- **과제 설명**
아래 자료에서 "rock"라는 단어가 들어 있는 줄을 모두 뽑아내세요.

[한 모음에서 가져온 자료]
---+---
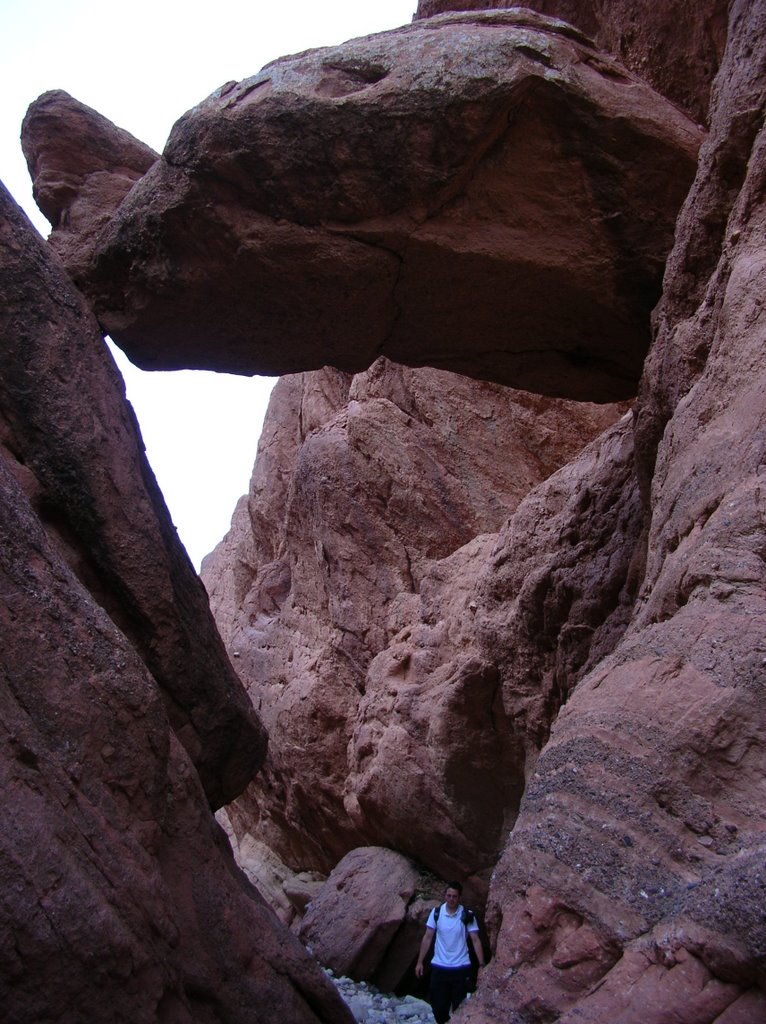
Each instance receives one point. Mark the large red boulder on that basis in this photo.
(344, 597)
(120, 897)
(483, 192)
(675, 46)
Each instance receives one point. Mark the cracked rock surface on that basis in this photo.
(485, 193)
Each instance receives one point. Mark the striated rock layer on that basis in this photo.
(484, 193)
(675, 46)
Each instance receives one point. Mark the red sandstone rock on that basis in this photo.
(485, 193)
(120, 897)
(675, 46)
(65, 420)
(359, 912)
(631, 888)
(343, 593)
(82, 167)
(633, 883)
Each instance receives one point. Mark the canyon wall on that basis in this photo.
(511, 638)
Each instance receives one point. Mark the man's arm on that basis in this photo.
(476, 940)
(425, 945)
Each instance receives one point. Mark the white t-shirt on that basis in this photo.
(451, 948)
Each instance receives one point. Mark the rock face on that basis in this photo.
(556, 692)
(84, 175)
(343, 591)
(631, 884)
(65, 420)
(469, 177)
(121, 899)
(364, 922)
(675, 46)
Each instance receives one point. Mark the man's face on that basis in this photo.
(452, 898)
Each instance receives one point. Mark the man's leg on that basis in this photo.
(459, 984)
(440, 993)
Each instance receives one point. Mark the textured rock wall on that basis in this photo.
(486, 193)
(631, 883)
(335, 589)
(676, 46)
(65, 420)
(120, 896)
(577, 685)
---+---
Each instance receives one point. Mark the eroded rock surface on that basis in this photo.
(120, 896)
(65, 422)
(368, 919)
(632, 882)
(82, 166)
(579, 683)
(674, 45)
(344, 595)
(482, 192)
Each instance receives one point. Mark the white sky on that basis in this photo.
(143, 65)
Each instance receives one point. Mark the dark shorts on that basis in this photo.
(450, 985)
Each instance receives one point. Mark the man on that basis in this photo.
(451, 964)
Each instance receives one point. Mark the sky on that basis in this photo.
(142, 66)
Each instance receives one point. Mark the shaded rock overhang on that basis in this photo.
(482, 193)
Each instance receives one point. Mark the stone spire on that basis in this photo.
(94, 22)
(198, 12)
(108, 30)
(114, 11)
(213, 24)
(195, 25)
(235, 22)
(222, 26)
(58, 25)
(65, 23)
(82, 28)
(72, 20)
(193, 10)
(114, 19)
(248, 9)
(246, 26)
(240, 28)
---+---
- **문제 풀이**
Each instance receives one point. Mark the cracked rock surface on that basis in this photo.
Each instance receives one point. Mark the striated rock layer on that basis in this photo.
Each instance receives one point. Mark the red sandstone rock on that basis in this photo.
Each instance receives one point. Mark the rock face on that basis in this photo.
Each instance receives one point. Mark the textured rock wall on that basis in this photo.
Each instance receives one point. Mark the eroded rock surface on that basis in this photo.
Each instance receives one point. Mark the shaded rock overhang on that basis in this photo.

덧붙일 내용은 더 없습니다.